Assignment =
Images do not belong in the copy. Retype all the entries below exactly.

Input for this task =
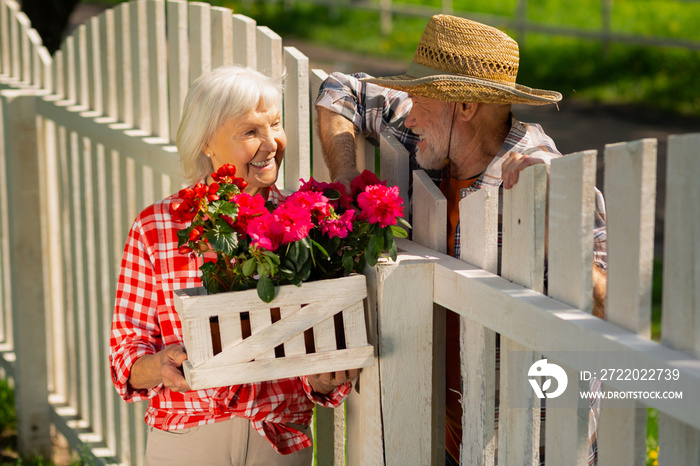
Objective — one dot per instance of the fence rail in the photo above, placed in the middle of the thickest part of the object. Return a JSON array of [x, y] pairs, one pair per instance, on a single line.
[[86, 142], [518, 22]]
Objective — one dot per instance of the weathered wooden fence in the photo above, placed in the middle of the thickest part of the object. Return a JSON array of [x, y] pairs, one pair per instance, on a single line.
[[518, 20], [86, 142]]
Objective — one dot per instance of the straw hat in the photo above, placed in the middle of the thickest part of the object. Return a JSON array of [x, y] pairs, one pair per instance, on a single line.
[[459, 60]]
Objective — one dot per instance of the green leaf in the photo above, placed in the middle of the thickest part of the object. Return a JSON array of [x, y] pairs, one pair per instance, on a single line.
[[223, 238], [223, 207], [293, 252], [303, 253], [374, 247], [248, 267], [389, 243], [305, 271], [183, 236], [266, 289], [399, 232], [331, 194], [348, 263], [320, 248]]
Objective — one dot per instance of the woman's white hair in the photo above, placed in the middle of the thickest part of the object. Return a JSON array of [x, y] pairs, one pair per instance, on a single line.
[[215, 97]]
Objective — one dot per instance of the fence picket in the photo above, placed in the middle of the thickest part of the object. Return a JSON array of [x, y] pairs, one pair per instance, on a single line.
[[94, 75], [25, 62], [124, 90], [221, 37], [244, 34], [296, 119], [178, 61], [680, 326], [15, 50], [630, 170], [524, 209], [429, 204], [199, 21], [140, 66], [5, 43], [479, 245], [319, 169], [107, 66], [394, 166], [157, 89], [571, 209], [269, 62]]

Solution for this task =
Objective — one dot per instance of the fence rail in the photo above, placed in the middle of the thickest part of the object. Return a JSON array of [x, y] pairs, one pair per instance, on a single line.
[[86, 142], [518, 22]]
Objective — one dot per instance of the weathered wooden fence in the photo above, placed in the middle of the thickest part of the object. Return a JSON array of [x, y] pairs, one pair per instance, on a single line.
[[518, 20], [86, 142]]
Objective — one dot per instance of the straw hat in the photo above, placed in the middle of the thickest part of the object. Return a JSON array of [x, y] pairs, one pair per instance, on a single line.
[[459, 60]]
Objective — one dot per instance of the green leaf in the photo above, placed in the middle of the thickest part of the object. Return a JSON array of [x, y] pairs, one pair per instance, on a single line.
[[223, 238], [223, 207], [293, 252], [303, 253], [374, 247], [248, 267], [389, 243], [305, 271], [183, 236], [266, 289], [399, 232], [331, 194], [348, 263], [320, 248]]
Objective — one dot per instance of the woman's white hair in the photo above, placed in the middle of the thickest part of the object. Return a JSON array of [x, y] pairs, one pair per instance, on a single line.
[[215, 97]]
Objective — one dot per instance of the fence picket in the photo above, placed in the middle of the thickest part of the object. Return a JSON array of [x, y] pairs, one pair per instance, on a single line.
[[94, 75], [25, 62], [124, 90], [221, 37], [244, 34], [296, 119], [178, 61], [680, 326], [15, 50], [630, 170], [524, 209], [429, 204], [199, 21], [140, 66], [5, 43], [479, 245], [319, 169], [107, 66], [394, 166], [157, 89], [571, 209], [269, 62]]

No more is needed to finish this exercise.